[TASK INPUT]

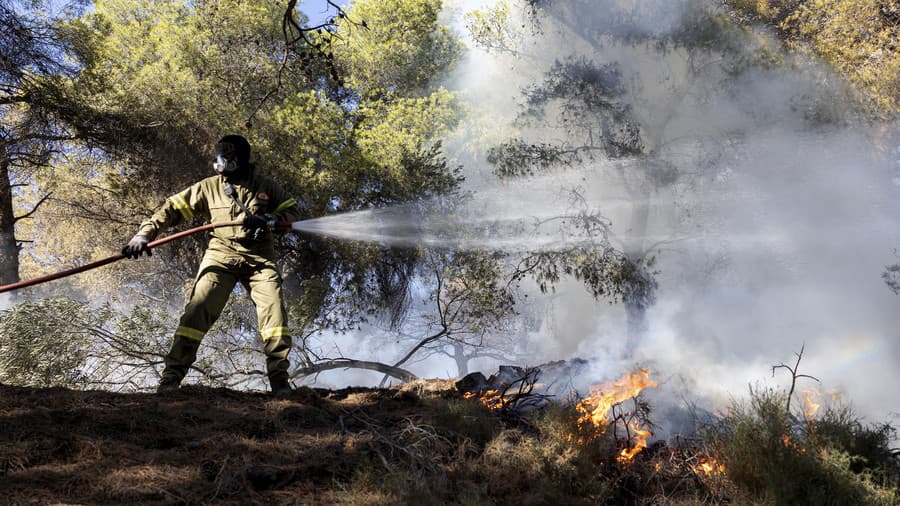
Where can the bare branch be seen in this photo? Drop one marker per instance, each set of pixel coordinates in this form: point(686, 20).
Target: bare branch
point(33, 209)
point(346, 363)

...

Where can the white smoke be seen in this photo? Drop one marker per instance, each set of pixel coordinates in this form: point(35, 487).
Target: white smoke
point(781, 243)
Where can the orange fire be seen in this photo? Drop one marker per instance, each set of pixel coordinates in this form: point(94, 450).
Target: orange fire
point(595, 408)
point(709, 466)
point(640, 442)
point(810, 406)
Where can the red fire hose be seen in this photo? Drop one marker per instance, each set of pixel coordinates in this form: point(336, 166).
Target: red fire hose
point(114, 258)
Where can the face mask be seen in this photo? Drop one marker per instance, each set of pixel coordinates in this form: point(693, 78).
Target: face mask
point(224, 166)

[AIM] Update the lines between the one holding "Where can the bare" and the one holding "point(346, 363)", inclusive, so that "bare branch" becomes "leafless branch". Change nothing else, and give only those lines.

[PROBLEM SOLUTION]
Where can the leafless branch be seen in this photo? Drop one marker per instance, each set of pixel coordinates in this form: point(686, 20).
Target: leafless branch
point(33, 209)
point(346, 363)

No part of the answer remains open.